▶ _WORK TO BE COMPLETED_:
Lines to restate from the data below: from the one containing "Expected: one point per instance of the teal" to the one containing "Expected: one point per instance of the blurred", both included. Give them again exactly, and only them.

--- INFORMATION SHOWN Enclosed Below ---

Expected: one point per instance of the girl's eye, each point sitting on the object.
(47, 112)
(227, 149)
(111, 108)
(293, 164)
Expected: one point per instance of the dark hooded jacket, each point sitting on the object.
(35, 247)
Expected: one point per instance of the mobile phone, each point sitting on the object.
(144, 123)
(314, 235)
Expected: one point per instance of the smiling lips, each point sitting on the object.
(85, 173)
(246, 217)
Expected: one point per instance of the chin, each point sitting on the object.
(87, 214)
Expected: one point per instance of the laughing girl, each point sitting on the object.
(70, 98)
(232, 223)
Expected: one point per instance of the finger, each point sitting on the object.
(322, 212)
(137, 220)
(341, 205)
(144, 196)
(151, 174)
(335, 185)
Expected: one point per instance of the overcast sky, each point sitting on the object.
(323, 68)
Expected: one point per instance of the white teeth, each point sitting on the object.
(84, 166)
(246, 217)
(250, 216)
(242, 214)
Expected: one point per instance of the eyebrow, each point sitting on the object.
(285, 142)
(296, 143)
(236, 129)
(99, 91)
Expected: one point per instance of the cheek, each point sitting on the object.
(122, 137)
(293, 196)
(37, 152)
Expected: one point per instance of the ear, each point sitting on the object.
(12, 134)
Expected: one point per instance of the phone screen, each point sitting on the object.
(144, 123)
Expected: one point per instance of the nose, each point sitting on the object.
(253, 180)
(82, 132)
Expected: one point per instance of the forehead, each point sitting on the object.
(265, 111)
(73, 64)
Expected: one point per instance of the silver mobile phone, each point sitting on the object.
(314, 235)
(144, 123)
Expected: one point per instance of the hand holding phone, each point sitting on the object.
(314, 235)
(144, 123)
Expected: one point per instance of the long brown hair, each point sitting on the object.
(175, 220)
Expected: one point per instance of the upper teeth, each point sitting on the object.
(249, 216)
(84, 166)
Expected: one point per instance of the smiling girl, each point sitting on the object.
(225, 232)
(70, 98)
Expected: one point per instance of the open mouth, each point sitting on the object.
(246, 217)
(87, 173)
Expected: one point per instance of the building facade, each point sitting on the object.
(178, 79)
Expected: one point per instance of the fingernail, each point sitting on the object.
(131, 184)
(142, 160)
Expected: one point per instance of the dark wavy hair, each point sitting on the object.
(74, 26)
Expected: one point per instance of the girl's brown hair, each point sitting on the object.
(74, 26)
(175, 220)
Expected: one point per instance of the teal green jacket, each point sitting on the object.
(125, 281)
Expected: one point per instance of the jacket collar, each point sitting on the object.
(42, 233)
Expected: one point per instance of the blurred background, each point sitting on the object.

--- End of Enclosed INFORMATION SHOWN ---
--- INFORMATION SHOWN Enclosed Below ---

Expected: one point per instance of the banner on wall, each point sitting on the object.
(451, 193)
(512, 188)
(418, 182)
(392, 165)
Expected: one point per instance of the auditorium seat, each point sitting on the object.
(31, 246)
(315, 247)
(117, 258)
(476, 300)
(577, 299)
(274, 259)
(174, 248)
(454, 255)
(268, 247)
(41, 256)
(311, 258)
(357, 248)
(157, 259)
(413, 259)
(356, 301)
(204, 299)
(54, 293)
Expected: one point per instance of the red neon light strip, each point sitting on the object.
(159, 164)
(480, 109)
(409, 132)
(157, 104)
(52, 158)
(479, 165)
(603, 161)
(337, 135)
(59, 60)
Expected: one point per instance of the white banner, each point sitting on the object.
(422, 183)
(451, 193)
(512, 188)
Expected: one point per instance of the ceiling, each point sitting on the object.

--- End of Enclosed INFORMATION SHOWN ---
--- INFORMATION SHOWN Enclosed Below ---

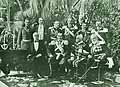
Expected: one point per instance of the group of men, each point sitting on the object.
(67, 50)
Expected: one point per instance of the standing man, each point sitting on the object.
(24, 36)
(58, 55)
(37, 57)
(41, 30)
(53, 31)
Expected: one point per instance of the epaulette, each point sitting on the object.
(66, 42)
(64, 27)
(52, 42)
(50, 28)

--- End of Enclosed INFORMATION SHOWN ---

▶ _SOLUTION TO THE PROBLEM_:
Expected: one point per instance of the teal green jacket, each point sitting on the object.
(125, 281)
Expected: one point per instance of the jacket collar, each point sitting on the object.
(42, 233)
Expected: one point per instance of the blurred background, each point sitting on the object.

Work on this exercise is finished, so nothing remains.